- Requirements:
Transcribe a part of the Reign review exactly, beginning at the words "Reign was on" and stopping after "lot of fun.".

Reign was on such a hot streak going into its midseason hiatus. The last three episodes before the break gave into the show’s supernatural tendencies with beautiful abandon, threading the shadowy pagans and Nostradamus’ sinister proclamations in with Mary’s headstrong approach to love and politics without making it seem quite as forced as before. The hostage episode, with its secret passageways and poisoned chest of gold, was a much-needed jolt of totally bonkers energy. The midseason finale “Fated” then dealt admirably with the fallout, balancing fulfilled prophecies with the pretense of history (i.e. the growing shadow of Elizabeth Tudor). All signs pointed to Reign finally finding its footing, and it looked like a hell of a lot of fun.
If only “For King and Country” followed suit.
To be fair, it’s less a bad episode than a deeply disappointing one. When I unexpectedly had to step away from the show after November’s “A Chill in the Air,” I really wasn’t sure what kind of show I would come back to. The idea of Reign was so deliciously nuts—a teenage Mary Queen of Scots navigates life and love in a haunted castle!—that it was extremely frustrating to watch it flounder. All I ever wanted for Reign was to pick a tone and stick with it. Period drama? Fine! Coming-of-age soap? Great! A supernatural free-for-all that throws everything at the wall to reveal the hooded vigilante lurking just behind with a surge of dramatic music? The best. When I finally could watch the run of episodes I missed, I was floored. They balanced the absurdity of a dripping stag head and a woman in a burlap hood pushing a poisoned girl over a balcony with Mary growing into her crown, even as she nurses the sweet ache of teenage love lost. This show was everything I wanted Reign to be. The one show I never wanted to watch was an endless succession of people spouting exposition and recaps of the last few episodes’ events at each other, which is unfortunately the tack “For King and Country” decided to take.

- Supplied entries:
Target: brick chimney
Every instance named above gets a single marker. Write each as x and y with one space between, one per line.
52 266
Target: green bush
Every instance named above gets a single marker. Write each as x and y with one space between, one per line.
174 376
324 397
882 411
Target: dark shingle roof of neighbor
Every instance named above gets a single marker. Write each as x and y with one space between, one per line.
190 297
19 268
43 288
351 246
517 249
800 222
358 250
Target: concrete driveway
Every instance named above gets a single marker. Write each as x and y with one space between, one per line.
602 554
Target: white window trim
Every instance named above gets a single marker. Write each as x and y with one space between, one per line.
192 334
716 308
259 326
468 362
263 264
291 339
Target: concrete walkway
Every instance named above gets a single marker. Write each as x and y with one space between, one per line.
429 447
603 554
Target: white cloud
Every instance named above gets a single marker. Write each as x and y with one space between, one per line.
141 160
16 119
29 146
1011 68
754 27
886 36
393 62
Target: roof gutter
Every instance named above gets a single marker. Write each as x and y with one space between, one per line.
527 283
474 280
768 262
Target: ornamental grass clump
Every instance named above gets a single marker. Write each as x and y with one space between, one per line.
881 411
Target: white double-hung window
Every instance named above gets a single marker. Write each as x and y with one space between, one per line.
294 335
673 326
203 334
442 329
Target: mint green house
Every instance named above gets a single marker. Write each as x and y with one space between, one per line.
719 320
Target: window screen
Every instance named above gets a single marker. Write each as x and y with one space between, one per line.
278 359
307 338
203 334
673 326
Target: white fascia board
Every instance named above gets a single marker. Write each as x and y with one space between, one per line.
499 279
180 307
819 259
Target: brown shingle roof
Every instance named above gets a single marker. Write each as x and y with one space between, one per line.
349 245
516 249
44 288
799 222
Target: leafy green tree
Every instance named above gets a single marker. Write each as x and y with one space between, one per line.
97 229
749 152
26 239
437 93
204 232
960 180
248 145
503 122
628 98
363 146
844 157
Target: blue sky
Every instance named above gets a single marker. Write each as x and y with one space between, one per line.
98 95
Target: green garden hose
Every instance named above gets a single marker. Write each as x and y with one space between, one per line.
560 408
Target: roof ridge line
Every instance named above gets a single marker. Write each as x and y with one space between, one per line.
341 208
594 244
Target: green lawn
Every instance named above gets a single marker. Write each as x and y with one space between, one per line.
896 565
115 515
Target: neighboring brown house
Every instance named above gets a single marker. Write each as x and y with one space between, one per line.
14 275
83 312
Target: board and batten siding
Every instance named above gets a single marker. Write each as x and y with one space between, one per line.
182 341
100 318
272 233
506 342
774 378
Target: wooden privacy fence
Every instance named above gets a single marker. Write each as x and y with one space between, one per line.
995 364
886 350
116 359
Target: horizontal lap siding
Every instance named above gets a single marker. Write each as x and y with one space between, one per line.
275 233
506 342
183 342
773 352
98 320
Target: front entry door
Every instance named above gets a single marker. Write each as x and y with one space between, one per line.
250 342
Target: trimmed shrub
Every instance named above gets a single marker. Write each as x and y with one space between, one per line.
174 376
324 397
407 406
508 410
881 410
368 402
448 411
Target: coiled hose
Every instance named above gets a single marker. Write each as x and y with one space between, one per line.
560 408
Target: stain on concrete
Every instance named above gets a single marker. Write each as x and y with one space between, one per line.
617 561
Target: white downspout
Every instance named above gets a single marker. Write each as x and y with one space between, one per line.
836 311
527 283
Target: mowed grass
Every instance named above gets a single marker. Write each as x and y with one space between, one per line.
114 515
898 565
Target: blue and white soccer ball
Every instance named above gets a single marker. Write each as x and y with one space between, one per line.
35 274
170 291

- Correct response:
Reign was on such a hot streak going into its midseason hiatus. The last three episodes before the break gave into the show’s supernatural tendencies with beautiful abandon, threading the shadowy pagans and Nostradamus’ sinister proclamations in with Mary’s headstrong approach to love and politics without making it seem quite as forced as before. The hostage episode, with its secret passageways and poisoned chest of gold, was a much-needed jolt of totally bonkers energy. The midseason finale “Fated” then dealt admirably with the fallout, balancing fulfilled prophecies with the pretense of history (i.e. the growing shadow of Elizabeth Tudor). All signs pointed to Reign finally finding its footing, and it looked like a hell of a lot of fun.